Set exercise:
Each entry below is to be printed verbatim.

Data in this exercise:
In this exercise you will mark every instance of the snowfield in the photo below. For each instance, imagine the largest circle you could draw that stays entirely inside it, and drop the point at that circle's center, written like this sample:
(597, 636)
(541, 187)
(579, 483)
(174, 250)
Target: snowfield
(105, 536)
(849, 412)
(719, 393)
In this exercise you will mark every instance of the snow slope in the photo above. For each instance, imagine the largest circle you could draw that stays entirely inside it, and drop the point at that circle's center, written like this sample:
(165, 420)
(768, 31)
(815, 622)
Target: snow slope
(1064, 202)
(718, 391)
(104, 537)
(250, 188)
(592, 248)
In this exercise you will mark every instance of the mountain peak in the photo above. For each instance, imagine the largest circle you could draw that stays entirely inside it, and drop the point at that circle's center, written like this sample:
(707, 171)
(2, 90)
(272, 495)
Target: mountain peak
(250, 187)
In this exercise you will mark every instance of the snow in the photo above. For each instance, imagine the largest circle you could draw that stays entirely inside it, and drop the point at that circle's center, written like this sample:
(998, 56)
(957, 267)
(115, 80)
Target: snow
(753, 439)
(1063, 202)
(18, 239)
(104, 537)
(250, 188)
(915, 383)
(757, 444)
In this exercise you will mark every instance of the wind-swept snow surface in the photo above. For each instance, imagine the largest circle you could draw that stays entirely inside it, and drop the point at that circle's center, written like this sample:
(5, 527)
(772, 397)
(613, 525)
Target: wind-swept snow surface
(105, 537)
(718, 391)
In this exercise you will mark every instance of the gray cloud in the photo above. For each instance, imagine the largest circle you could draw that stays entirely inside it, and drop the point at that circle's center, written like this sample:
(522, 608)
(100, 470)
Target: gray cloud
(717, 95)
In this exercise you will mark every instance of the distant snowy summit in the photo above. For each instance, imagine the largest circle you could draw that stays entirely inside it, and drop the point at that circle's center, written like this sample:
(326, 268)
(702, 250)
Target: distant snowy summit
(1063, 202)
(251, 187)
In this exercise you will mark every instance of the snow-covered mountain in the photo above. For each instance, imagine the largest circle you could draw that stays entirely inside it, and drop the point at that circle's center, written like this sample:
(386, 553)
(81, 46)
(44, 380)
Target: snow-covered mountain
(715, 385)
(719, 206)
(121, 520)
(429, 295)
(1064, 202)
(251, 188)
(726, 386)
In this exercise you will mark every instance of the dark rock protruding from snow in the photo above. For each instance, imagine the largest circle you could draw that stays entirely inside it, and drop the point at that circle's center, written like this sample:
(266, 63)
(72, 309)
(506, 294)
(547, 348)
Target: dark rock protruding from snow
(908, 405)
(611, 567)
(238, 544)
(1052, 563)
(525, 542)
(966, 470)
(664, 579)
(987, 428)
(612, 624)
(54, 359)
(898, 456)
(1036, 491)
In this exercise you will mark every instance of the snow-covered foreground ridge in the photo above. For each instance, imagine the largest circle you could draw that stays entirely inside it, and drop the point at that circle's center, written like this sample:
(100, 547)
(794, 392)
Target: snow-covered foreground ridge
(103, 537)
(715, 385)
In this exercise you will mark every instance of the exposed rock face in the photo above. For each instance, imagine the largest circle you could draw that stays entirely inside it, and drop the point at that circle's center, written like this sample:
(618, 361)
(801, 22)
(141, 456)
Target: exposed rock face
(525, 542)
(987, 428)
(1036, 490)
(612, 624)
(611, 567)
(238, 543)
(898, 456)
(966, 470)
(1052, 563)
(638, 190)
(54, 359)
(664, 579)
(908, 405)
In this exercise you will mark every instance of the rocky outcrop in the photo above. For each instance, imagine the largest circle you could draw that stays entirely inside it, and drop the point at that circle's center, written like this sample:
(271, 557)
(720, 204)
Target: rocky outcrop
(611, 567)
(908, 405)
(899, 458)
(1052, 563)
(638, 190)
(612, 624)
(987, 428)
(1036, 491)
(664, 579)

Result of the task:
In this exercise you will mark every instance of the snowfield in the photo below. For each instance, imagine the largest circle you could draw that stays entirely inside it, and drop the point at that circle's center, written like this sample:
(597, 636)
(541, 187)
(579, 483)
(174, 250)
Target: snowfield
(105, 536)
(849, 412)
(719, 393)
In this exercise you will mark every instance of the snow slope in the photo above. For each instance, imagine the largest circle you could draw that stays entirely inside it, and drop the point at that circle's center, written like this sample:
(165, 420)
(768, 31)
(815, 622)
Target: snow slope
(1064, 202)
(718, 391)
(104, 537)
(250, 188)
(592, 248)
In this exercise you will mark every instance of the mountain peak in the photo above. For each instance, imagine the largest circle you could draw that stays entirely inside it, and drop the point at that circle's center, written like this sample:
(707, 171)
(2, 90)
(272, 495)
Target: mountain peak
(250, 187)
In this exercise you will mark every instance of the snow in the photo above. For each instance, imagine the largest circle you could draw that stays entirely inside it, and drop the point at that circle's center, written like this sample:
(998, 56)
(957, 267)
(115, 80)
Target: snow
(753, 439)
(1063, 202)
(18, 239)
(104, 537)
(250, 188)
(915, 383)
(757, 444)
In this exercise you will mark every instance of the wind-swept snow surface in the photo above. For each instance, imagine the largest circle you could draw that stays entirely inside it, and drop the point at that circle's center, written like this sample:
(5, 527)
(772, 397)
(613, 525)
Target: wind-swept snow surface
(105, 537)
(718, 391)
In this exercise you will mark every instance of the gray cloud in the photo above. For each instance, imagine the largest circle you could draw that stays entirely inside it, and drop the point at that circle's center, written like this sample:
(522, 608)
(100, 470)
Target: gray cloud
(717, 95)
In this exercise you will mark every instance of the distant snowy summit in the photo above. For each instance, imagine the largest circle you could draw that stays entirely inside it, and drop the point at that circle's center, written like this sample:
(326, 268)
(702, 250)
Target: distant snowy summit
(1063, 202)
(251, 187)
In this exercise you will mark every instance of the snow-covered mountain in the photo above. For each instance, imagine the largest circle you could draw that stays entirely inside it, and drop the point at that circle's center, written like this sample:
(386, 553)
(81, 46)
(44, 380)
Target: snow-covered mountain
(715, 385)
(719, 206)
(121, 520)
(429, 295)
(1064, 202)
(251, 188)
(726, 386)
In this exercise you will mark every instance of the dark rock protruding from snow in the photo above. For each instance, imagine the largest circle you could draw that stays entirely inside it, and drop the point at that circle's center, written like this sample:
(266, 63)
(72, 309)
(506, 294)
(547, 348)
Target: dark rock protruding from snow
(908, 405)
(611, 567)
(238, 544)
(1052, 563)
(525, 542)
(966, 470)
(664, 579)
(987, 428)
(612, 624)
(54, 359)
(898, 456)
(1036, 491)
In this exercise you will mark every instance of the snow-covered foreground ridge in the photo above. For each instance, imagine the largest circle you could draw that stays entirely inside it, and drop the point at that circle's center, written like this sample:
(100, 547)
(794, 392)
Target: snow-covered foreground ridge
(103, 537)
(715, 385)
In this exercise you will mark every instance of the exposed rock face in the photo above. For each instance, imagine the largest circle you could draw that stays entirely inside it, and drop the point at that circle's center, written like this sample:
(618, 361)
(801, 22)
(141, 456)
Target: exposed rock face
(525, 542)
(987, 428)
(1036, 490)
(612, 624)
(611, 567)
(238, 543)
(898, 456)
(966, 470)
(1052, 563)
(638, 190)
(54, 359)
(664, 579)
(908, 405)
In this exercise you will mark every instance of the rocky outcrop in the photo above. For each instance, imagine the largest circle you could draw that stays entirely inside it, and drop the point at that circle's center, written like this sample:
(271, 557)
(720, 204)
Target: rocky outcrop
(611, 567)
(908, 405)
(899, 458)
(1052, 563)
(638, 190)
(612, 624)
(987, 428)
(1036, 491)
(664, 579)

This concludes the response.